● Set task:
Pick out every line in the data below that contains the word "railing" and copy each one. Treat uppercase and lowercase letters as distinct.

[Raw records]
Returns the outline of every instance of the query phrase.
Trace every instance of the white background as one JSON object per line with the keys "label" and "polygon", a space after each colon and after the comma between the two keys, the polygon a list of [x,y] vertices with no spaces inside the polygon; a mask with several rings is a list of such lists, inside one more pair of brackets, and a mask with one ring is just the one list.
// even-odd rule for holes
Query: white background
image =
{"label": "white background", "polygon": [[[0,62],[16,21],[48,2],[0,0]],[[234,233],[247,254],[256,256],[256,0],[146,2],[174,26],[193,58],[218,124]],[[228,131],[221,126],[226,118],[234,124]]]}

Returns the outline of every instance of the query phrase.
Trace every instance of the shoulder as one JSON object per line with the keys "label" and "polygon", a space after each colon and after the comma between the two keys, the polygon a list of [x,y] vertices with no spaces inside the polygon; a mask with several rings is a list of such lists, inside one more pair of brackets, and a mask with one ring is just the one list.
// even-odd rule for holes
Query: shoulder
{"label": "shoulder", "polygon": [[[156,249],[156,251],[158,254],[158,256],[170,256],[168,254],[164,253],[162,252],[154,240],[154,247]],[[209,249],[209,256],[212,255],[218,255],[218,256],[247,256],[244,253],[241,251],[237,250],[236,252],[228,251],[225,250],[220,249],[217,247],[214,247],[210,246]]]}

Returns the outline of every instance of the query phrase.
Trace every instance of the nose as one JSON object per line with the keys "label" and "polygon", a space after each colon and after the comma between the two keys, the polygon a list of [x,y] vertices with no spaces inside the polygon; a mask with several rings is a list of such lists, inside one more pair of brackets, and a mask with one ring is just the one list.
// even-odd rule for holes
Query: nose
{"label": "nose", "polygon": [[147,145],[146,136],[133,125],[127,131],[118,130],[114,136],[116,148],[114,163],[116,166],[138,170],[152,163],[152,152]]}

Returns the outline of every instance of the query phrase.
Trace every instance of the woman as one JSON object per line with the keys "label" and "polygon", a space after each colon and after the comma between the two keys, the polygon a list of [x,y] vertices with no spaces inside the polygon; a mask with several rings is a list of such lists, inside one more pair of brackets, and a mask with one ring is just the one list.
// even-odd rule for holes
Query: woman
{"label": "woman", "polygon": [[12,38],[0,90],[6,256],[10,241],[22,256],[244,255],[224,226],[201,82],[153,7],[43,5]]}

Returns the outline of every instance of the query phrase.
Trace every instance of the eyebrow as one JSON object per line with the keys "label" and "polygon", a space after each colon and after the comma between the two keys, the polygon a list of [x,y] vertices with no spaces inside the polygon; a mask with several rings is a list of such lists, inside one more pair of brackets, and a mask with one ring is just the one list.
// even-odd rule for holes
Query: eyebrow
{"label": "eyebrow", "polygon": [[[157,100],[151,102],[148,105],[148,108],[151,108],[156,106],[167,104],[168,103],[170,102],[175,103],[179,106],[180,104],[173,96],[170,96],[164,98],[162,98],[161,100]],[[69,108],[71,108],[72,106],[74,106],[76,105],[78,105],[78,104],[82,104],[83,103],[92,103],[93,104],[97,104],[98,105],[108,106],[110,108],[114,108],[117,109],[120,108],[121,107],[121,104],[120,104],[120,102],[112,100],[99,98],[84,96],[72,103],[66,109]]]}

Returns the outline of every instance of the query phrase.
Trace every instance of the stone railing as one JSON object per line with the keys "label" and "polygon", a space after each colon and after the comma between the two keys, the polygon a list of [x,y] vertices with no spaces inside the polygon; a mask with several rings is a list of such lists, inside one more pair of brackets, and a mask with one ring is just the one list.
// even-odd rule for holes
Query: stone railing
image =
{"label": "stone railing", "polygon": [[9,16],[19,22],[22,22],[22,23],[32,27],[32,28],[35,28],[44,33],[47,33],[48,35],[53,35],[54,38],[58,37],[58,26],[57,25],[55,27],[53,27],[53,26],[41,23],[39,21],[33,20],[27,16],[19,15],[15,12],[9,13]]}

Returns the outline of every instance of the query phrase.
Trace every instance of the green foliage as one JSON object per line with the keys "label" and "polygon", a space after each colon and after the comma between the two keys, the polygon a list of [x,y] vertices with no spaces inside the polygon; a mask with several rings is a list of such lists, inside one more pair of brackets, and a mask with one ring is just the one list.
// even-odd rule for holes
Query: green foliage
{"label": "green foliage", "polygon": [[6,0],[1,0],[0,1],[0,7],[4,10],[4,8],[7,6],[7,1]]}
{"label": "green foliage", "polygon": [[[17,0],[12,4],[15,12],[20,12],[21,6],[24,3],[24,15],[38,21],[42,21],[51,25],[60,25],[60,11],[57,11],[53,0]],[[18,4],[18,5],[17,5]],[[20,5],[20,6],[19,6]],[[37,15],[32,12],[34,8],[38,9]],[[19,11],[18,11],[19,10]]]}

● The reply:
Trace every instance of the stone railing as one JSON object per line with the keys "label" and "polygon", a space after each colon and after the comma between the two keys, the polygon a list of [x,y] vertices with no spaces inside the polygon; a mask with several rings is a list of such lists, inside one more pair of brackets, and a mask with one ring is just the one list.
Query: stone railing
{"label": "stone railing", "polygon": [[9,16],[19,22],[22,22],[22,23],[32,27],[32,28],[35,28],[44,33],[47,33],[48,35],[53,35],[54,38],[58,37],[58,26],[57,25],[55,27],[53,27],[53,26],[41,23],[39,21],[33,20],[27,16],[19,15],[15,12],[9,13]]}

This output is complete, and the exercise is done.